**Consignes:**
**a)** Dites si chacune de ces affirmations est conforme au texte sur la CSG, en répondant par oui ou par non et en citant mot pour mot le passage qui tranche : (i) la CSG représente 24 % du financement de la sécurité sociale ; (ii) la CSG entre dans le budget de l'État ; (iii) aujourd'hui, la cotisation sociale n'a aucun plafond.
**b)** Recopiez à l'identique un passage du texte sur la CSG : commencez aux mots « A- Sur le principe » et arrêtez-vous après « au financement de la sécurité sociale. ».

II- Cette proposition est lourde de conséquences sociales.

A- Sur le principe de progressivité de la CSG

Iltend à donner le change et surtout à faire croire que cet impôt est un impôt comme les autres. Mais ce n'est pas le cas. Avec ses 86 Mds d'euros, la CSG représente 24% du financement de la sécurité sociale. Impôt différent des autres, elle n'entre pas dans le budget de l’État mais est directement affecté au financement de la sécurité sociale.

De fait, considérer qu'elle doit être progressive a une double conséquence :

  1. Elle revient à considérer que le financement de la sécurité sociale doit être construit de manière progressive en fonction des revenus. Ce qui n'est pas le cas aujourd'hui, il y a un plafonnement de la cotisation sociale. Même si les réformes successives ont tenté de supprimer le principe de ce plafonnement. De plus, cela peut amorcer une sortie du principe : «on cotise en fonction des ses moyens et on reçoit en fonction de ses besoins » (possibilité d’introduction d’une progressivité du niveau de prestations en fonction du niveau de « cotisation »).

Lignes d'un jeu de données
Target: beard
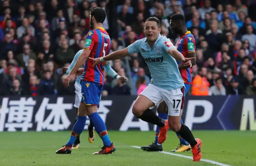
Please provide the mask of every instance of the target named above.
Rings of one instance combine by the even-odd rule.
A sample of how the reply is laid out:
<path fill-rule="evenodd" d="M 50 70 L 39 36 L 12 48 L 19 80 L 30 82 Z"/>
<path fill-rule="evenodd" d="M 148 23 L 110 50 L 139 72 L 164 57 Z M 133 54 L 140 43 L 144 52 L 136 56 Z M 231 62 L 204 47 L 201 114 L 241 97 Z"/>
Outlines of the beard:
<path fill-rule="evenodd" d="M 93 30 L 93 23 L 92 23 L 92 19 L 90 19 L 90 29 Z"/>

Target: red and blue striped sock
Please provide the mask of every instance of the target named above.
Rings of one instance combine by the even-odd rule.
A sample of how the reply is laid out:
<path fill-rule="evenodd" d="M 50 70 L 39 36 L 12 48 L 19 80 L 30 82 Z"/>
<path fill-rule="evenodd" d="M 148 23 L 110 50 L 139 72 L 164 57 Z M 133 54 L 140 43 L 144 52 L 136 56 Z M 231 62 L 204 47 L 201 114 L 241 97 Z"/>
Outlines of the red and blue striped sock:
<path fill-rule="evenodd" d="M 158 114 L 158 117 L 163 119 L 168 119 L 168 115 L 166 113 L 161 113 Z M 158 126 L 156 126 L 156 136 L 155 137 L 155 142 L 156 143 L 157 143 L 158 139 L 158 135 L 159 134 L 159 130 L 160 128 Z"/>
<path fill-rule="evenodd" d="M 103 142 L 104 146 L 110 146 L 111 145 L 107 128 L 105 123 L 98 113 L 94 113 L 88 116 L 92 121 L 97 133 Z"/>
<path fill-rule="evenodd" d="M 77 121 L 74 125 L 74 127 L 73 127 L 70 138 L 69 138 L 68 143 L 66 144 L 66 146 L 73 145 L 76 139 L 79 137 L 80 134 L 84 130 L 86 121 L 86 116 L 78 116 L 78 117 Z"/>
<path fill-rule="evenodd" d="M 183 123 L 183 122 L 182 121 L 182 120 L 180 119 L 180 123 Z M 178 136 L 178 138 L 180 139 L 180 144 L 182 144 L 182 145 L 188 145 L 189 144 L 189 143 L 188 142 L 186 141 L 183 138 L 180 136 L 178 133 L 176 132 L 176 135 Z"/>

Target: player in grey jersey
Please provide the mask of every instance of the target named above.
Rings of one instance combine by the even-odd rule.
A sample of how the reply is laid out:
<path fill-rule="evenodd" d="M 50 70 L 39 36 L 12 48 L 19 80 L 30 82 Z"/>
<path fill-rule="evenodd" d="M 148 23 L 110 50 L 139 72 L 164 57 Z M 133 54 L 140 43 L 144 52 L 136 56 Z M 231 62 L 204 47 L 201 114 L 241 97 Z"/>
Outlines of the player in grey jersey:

---

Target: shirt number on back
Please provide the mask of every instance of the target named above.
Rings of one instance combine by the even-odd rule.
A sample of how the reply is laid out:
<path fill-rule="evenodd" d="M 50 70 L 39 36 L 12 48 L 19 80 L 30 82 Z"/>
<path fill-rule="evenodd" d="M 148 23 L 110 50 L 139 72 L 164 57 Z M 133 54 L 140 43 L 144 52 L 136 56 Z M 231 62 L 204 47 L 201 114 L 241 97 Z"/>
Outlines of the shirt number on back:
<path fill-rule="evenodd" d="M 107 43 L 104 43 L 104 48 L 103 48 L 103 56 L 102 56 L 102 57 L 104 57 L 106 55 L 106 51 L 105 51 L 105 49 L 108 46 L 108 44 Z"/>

---

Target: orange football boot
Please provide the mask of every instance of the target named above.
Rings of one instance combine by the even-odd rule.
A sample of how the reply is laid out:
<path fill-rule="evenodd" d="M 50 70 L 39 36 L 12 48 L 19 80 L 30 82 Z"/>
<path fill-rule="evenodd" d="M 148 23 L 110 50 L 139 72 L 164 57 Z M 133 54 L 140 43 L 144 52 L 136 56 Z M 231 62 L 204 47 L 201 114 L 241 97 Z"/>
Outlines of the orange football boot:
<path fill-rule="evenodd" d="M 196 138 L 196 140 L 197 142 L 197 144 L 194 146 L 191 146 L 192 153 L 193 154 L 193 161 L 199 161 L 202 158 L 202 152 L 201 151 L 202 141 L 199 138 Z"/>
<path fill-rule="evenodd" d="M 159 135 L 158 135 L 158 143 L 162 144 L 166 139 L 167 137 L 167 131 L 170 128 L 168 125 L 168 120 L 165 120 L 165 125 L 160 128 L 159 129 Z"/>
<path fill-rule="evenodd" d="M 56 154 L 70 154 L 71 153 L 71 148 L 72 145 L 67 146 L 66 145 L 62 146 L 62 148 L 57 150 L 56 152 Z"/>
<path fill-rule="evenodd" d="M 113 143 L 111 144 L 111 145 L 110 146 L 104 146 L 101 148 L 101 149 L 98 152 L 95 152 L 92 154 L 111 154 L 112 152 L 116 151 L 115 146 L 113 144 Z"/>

**Réponses:**
**a)**
(i) Oui : « la CSG représente 24% du financement de la sécurité sociale »
(ii) Non : « elle n'entre pas dans le budget de l’État »
(iii) Non : « il y a un plafonnement de la cotisation sociale »

**b)**
A- Sur le principe de progressivité de la CSG

Iltend à donner le change et surtout à faire croire que cet impôt est un impôt comme les autres. Mais ce n'est pas le cas. Avec ses 86 Mds d'euros, la CSG représente 24% du financement de la sécurité sociale. Impôt différent des autres, elle n'entre pas dans le budget de l’État mais est directement affecté au financement de la sécurité sociale.